[Begin]

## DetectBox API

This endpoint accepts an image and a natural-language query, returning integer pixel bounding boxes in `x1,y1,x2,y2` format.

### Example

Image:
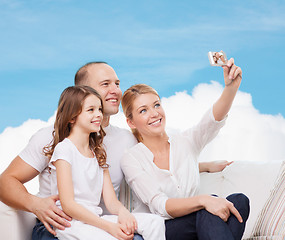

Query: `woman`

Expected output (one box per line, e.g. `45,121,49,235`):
121,59,249,240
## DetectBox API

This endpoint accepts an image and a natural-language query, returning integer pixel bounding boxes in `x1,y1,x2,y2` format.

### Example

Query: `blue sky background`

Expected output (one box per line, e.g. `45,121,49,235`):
0,0,285,133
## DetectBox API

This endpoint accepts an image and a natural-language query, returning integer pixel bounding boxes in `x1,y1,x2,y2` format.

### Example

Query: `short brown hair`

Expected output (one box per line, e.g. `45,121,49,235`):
74,61,107,86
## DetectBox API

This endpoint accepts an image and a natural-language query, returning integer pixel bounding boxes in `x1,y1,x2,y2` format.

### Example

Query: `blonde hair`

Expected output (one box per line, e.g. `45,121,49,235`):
121,84,160,142
43,86,108,168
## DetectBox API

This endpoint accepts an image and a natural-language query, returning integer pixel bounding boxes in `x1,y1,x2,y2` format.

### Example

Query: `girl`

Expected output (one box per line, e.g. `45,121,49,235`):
121,59,249,240
44,86,165,240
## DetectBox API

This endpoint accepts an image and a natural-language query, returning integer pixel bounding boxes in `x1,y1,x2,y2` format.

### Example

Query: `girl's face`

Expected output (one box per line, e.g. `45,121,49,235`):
73,94,103,134
127,93,165,138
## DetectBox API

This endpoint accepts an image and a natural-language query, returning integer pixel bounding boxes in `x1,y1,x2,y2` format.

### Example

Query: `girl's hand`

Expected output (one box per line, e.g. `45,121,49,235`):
223,58,242,88
208,160,233,173
107,222,134,240
118,207,138,234
203,196,243,223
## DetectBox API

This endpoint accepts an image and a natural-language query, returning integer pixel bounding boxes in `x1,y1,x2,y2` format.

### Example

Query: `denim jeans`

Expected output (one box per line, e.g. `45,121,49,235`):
165,193,249,240
32,219,143,240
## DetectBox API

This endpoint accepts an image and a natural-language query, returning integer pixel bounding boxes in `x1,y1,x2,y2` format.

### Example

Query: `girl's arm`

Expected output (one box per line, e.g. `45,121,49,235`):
102,169,137,234
213,58,242,121
53,160,132,240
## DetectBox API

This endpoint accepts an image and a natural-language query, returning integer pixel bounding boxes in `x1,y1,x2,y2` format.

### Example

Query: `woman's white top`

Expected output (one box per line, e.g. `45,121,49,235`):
121,108,225,219
49,138,103,215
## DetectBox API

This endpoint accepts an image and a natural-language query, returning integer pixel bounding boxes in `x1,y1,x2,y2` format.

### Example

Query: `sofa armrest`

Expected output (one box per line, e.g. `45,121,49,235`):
0,201,36,240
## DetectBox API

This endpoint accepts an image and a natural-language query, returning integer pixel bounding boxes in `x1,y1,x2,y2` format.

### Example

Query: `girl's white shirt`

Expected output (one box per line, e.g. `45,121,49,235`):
121,108,226,219
49,138,103,215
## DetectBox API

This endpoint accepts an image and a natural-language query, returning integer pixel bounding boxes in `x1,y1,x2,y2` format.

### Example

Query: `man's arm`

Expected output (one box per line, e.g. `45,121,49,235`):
0,156,71,234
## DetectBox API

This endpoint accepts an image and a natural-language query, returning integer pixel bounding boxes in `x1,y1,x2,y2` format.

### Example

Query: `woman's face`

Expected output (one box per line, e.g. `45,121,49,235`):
127,93,165,138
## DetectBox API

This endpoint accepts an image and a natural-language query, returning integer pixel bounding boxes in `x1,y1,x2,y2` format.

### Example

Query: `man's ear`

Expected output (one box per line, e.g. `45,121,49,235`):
69,118,75,124
127,118,136,129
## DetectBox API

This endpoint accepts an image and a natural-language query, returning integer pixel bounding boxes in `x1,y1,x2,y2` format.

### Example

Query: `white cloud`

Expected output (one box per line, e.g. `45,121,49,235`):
0,82,285,194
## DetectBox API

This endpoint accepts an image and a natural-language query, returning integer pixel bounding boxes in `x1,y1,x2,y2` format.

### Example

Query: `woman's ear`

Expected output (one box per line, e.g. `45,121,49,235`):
127,118,136,129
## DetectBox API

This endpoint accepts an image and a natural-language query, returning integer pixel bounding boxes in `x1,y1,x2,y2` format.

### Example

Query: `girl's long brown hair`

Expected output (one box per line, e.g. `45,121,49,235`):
43,86,108,168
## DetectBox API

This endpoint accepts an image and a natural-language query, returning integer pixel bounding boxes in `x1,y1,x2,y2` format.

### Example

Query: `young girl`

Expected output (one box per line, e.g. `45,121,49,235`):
44,86,165,240
121,59,249,240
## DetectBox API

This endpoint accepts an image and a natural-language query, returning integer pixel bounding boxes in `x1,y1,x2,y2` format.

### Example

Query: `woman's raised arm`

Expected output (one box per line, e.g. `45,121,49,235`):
213,58,242,121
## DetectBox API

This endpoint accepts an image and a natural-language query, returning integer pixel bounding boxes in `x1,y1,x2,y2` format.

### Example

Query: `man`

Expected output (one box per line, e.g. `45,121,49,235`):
0,62,141,240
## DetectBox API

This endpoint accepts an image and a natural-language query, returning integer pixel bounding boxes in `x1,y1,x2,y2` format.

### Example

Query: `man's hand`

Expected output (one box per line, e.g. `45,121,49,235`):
118,208,138,234
32,195,72,235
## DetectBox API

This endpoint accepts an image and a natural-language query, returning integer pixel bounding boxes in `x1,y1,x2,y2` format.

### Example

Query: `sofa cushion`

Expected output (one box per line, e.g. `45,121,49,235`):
200,161,282,238
252,162,285,239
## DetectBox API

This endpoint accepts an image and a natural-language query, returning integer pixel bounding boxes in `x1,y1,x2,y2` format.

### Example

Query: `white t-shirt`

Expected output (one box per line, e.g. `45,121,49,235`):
19,125,137,207
49,138,103,215
121,109,225,219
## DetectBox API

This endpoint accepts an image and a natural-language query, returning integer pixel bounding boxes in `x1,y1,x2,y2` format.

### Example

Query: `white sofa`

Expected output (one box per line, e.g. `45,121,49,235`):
0,161,285,240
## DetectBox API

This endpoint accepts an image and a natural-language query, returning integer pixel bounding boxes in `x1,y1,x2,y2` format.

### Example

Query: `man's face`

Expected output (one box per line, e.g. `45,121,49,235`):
88,63,122,116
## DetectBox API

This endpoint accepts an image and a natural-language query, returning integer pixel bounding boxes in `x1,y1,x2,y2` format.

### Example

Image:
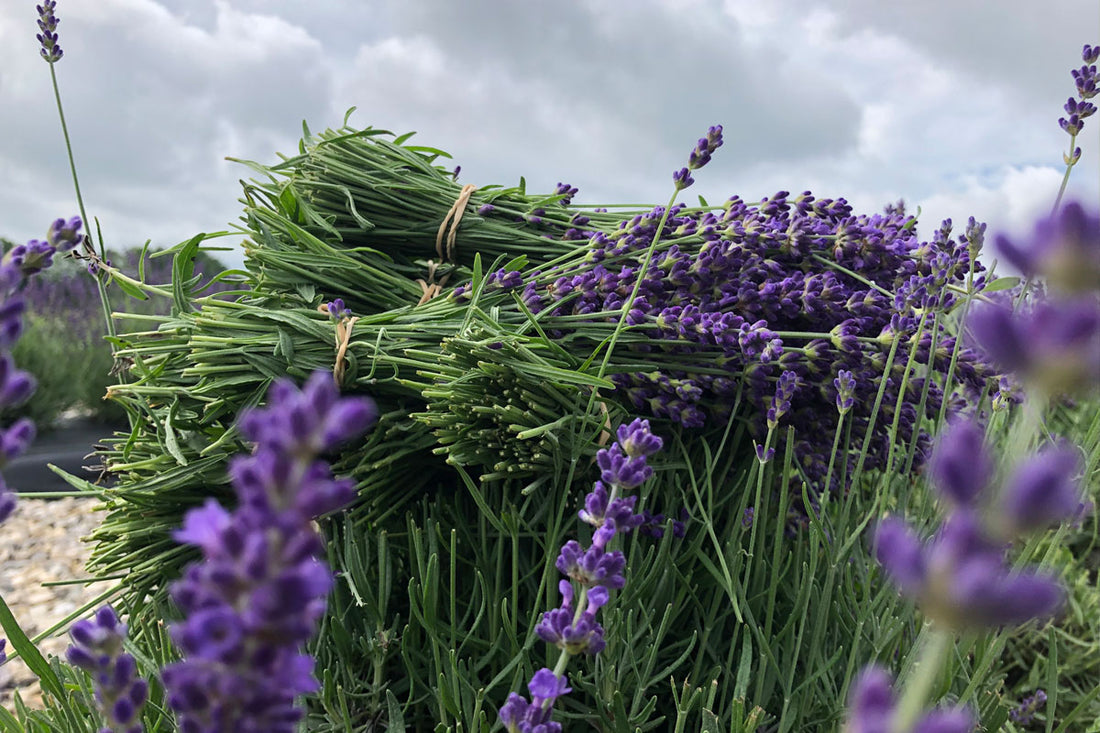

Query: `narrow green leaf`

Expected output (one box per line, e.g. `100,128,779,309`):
981,277,1020,293
0,595,65,700
172,233,206,313
386,690,405,731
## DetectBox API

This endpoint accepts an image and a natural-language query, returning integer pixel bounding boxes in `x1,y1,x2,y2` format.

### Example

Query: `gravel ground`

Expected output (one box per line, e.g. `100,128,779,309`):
0,497,111,710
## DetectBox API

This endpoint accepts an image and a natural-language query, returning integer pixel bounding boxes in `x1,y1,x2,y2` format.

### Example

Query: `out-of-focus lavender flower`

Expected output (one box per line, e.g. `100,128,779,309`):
833,369,856,415
162,372,376,733
998,445,1088,535
967,295,1100,395
65,605,149,733
928,419,993,506
875,510,1065,631
994,201,1100,295
7,239,57,277
498,419,662,733
844,666,977,733
36,0,65,64
325,298,351,321
1009,690,1046,725
499,667,573,733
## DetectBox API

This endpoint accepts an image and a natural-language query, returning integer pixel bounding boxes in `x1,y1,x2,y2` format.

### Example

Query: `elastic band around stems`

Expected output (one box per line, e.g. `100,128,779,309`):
436,184,477,262
317,304,359,387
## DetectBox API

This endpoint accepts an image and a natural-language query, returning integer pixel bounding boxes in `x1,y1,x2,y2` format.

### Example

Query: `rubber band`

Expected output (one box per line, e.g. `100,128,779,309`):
317,304,359,387
436,184,477,262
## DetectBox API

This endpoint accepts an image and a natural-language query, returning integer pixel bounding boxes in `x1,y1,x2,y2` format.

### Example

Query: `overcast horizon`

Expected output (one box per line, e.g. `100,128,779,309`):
0,0,1100,265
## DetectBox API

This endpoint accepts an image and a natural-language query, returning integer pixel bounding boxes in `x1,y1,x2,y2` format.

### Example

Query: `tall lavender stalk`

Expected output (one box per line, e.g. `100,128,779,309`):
499,419,662,733
847,197,1100,733
0,218,84,661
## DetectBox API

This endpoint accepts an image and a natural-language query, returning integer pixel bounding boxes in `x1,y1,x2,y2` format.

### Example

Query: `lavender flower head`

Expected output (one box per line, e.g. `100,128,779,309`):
163,372,376,733
844,666,977,733
65,606,149,733
499,667,572,733
35,0,65,64
498,419,662,733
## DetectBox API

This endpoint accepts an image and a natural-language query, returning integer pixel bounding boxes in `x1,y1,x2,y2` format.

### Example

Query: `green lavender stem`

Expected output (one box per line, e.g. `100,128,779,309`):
50,62,116,343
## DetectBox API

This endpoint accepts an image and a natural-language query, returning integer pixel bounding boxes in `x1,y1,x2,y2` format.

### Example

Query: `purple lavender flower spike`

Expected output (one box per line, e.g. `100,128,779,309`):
7,239,57,277
688,124,722,171
833,369,856,415
928,419,993,506
0,353,36,407
162,372,376,733
35,0,65,64
967,296,1100,394
875,517,928,597
994,201,1100,294
497,667,572,733
0,296,26,350
767,371,799,430
615,417,664,458
596,435,653,490
672,168,695,190
1000,446,1086,534
875,510,1064,631
65,605,149,733
844,666,976,733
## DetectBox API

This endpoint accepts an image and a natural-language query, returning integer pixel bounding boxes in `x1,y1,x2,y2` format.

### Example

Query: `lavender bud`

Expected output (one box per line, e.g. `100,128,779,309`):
928,420,993,506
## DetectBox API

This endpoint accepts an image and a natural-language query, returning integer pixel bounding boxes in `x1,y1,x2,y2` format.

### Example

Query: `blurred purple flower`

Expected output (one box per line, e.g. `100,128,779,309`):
875,511,1064,631
844,666,977,733
967,295,1100,394
994,201,1100,294
162,372,376,733
998,445,1087,534
65,605,149,733
928,419,993,506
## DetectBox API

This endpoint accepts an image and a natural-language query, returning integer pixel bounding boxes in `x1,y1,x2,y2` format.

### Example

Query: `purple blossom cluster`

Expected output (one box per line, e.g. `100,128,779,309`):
844,666,975,733
499,419,662,733
523,192,992,489
0,214,83,661
967,203,1100,395
35,0,65,64
1058,44,1100,160
65,606,149,733
163,372,376,733
875,419,1086,632
672,124,722,190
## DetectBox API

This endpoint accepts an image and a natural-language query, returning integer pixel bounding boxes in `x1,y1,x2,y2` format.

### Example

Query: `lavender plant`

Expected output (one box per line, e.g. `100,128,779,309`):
849,197,1100,733
0,2,1095,733
498,419,662,733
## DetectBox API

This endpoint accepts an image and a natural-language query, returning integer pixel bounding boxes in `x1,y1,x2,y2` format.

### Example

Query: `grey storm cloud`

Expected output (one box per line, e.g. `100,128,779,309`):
0,0,1100,262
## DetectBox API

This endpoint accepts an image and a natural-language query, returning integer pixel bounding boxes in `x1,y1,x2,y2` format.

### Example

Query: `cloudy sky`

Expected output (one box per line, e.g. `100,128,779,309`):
0,0,1100,264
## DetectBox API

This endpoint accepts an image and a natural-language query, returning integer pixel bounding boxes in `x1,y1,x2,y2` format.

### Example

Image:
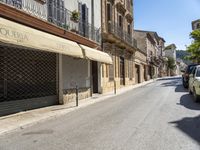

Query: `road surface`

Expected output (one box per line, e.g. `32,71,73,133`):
0,78,200,150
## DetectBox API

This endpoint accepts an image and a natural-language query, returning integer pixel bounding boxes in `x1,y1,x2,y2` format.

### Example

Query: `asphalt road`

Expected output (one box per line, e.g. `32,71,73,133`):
0,78,200,150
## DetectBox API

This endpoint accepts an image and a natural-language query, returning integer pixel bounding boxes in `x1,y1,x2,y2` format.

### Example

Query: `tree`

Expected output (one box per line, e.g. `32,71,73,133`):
187,30,200,63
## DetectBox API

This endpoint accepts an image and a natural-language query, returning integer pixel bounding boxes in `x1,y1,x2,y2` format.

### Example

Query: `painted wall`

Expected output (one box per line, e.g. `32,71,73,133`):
63,56,90,90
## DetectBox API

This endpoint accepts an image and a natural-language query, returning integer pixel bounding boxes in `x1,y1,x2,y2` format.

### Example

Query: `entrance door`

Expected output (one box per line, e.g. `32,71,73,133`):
135,65,141,83
120,57,125,85
92,61,98,93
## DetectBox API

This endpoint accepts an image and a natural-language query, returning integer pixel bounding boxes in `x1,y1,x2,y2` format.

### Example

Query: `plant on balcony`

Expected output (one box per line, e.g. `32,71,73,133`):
62,24,69,30
70,10,80,23
70,28,78,34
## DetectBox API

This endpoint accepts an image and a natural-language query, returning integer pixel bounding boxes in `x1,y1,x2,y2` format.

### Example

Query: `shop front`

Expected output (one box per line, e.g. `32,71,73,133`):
0,18,112,116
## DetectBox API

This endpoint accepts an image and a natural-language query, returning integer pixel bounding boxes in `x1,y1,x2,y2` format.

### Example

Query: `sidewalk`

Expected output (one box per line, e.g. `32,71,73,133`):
0,79,156,135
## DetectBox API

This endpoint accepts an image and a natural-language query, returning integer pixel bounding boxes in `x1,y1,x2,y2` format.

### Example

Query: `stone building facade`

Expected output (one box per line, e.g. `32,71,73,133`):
0,0,112,116
134,30,164,80
100,0,137,93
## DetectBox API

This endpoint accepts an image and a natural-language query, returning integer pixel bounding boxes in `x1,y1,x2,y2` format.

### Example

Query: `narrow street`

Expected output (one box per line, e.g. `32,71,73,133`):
0,78,200,150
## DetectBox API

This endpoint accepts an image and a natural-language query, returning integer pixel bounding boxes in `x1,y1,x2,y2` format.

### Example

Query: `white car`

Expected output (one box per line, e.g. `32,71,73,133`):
189,65,200,102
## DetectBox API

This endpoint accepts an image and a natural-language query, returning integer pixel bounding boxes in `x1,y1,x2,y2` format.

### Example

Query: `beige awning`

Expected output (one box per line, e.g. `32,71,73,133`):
0,17,83,58
80,44,113,64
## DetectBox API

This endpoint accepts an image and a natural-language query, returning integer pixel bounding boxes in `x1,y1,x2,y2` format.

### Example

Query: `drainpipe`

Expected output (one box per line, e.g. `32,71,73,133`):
91,0,94,40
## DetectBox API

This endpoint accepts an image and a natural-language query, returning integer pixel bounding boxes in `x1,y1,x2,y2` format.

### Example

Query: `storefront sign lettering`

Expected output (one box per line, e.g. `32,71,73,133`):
0,27,28,42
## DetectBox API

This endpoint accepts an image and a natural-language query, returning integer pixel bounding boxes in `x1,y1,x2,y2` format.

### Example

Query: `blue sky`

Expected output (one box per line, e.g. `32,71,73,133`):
134,0,200,50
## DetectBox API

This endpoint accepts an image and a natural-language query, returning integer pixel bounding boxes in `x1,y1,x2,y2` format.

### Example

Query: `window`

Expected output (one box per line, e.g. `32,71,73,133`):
109,56,114,81
196,68,200,77
129,60,133,80
127,24,131,35
48,0,66,26
197,23,200,29
119,15,123,28
107,3,112,21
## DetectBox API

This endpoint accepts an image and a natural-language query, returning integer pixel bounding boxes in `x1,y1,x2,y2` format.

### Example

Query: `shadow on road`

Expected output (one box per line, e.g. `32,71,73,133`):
161,80,178,87
170,116,200,144
177,94,200,110
175,84,188,92
158,77,181,81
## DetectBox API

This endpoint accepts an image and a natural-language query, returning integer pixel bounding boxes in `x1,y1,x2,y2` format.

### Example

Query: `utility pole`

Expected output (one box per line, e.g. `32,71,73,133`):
91,0,94,40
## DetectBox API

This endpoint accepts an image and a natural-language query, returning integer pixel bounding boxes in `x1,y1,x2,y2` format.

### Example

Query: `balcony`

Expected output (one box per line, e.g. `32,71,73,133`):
0,0,101,44
107,22,137,48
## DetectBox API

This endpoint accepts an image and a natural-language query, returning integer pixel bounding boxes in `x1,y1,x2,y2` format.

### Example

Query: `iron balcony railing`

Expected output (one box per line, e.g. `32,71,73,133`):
0,0,101,44
107,22,137,48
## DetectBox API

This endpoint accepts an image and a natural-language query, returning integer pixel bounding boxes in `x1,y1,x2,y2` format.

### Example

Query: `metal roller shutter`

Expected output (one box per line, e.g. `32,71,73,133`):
0,45,58,116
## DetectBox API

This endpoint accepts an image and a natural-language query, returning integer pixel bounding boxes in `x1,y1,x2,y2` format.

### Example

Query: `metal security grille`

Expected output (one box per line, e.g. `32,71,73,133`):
0,46,56,102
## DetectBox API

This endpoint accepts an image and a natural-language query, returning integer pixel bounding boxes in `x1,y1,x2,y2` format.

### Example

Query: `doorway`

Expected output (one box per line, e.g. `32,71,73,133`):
120,57,125,85
135,65,141,84
92,61,98,93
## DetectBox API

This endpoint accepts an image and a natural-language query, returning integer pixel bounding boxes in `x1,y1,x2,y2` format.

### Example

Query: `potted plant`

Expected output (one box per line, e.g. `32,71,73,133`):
70,28,78,34
71,10,80,23
63,24,69,30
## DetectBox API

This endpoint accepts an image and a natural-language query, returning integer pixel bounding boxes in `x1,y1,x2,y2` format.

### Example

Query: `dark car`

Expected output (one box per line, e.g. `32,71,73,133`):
182,64,198,88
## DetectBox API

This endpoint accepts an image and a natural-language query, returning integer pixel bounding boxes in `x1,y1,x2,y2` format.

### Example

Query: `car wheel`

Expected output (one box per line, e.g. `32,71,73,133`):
193,88,200,102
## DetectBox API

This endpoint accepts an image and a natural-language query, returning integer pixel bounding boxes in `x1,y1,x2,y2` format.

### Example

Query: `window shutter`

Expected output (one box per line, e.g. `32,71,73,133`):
78,2,83,35
85,5,89,37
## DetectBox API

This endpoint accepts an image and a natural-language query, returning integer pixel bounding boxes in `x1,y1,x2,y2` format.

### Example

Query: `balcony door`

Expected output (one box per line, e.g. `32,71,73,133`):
78,2,88,38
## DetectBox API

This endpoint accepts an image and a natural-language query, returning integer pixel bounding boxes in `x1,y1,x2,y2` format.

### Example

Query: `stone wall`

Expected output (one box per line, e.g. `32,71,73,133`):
63,88,91,104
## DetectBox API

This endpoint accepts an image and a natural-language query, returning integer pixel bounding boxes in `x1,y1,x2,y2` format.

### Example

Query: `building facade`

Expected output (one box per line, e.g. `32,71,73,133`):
134,30,161,80
0,0,112,115
192,19,200,30
164,44,179,75
100,0,137,93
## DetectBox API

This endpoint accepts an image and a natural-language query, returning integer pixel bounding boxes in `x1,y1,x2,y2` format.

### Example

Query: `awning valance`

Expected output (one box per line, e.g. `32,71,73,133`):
80,44,113,64
0,17,84,58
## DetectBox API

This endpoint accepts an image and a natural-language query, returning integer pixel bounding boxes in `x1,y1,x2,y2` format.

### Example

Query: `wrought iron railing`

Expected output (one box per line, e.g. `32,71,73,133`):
107,22,137,48
0,0,101,44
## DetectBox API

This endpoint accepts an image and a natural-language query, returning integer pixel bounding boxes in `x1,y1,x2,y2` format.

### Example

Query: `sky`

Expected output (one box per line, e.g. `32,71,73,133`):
134,0,200,50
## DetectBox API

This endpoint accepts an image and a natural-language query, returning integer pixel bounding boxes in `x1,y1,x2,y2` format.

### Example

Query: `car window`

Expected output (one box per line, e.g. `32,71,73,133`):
196,68,200,77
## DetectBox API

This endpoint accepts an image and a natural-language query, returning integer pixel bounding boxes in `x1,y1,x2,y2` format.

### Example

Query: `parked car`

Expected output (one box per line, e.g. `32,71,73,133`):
182,64,198,88
189,65,200,102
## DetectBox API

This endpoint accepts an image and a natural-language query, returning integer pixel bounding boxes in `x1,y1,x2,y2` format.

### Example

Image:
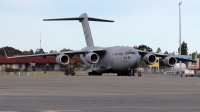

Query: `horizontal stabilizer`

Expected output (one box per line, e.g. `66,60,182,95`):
43,17,114,22
88,17,114,22
43,17,83,21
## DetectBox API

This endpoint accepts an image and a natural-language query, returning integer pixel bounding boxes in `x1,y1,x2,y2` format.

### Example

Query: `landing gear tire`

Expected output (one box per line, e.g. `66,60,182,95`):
88,72,92,76
117,73,120,76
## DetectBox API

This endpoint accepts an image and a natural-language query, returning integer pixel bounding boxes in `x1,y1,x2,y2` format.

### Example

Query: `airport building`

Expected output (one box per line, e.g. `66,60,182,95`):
0,56,80,71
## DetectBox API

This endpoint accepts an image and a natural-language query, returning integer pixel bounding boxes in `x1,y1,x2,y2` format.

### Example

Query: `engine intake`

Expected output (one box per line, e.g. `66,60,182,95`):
56,54,69,65
163,56,177,67
85,53,99,64
143,54,156,65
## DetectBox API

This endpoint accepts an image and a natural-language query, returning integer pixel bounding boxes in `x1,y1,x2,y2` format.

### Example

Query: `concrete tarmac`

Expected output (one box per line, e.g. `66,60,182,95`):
0,75,200,112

[End]

DO THIS >>
Reproduce everything from the start of the entries through the line containing "0,0,285,133", inclusive, with the requests included, and shift every bounding-box coordinate in the answers up by 21. Leave the pictures out.

SOLUTION TO THE EXERCISE >>
## DetectBox API

This endpoint accepts an image and a natural-language query, returning integer pixel bounding boxes in `x1,y1,x2,y2` format.

### Example

Image:

Query: `woman`

Expected output (one box per line, e.g. `45,121,49,235`):
142,80,270,261
## DetectBox API

This endpoint accepts an image and a natural-language query, returning integer pixel bounding boxes in `x1,y1,x2,y2` format.

### Example

Query: `blue sky background`

Expected output (one box per line, e.g. `45,121,49,235`):
21,21,306,154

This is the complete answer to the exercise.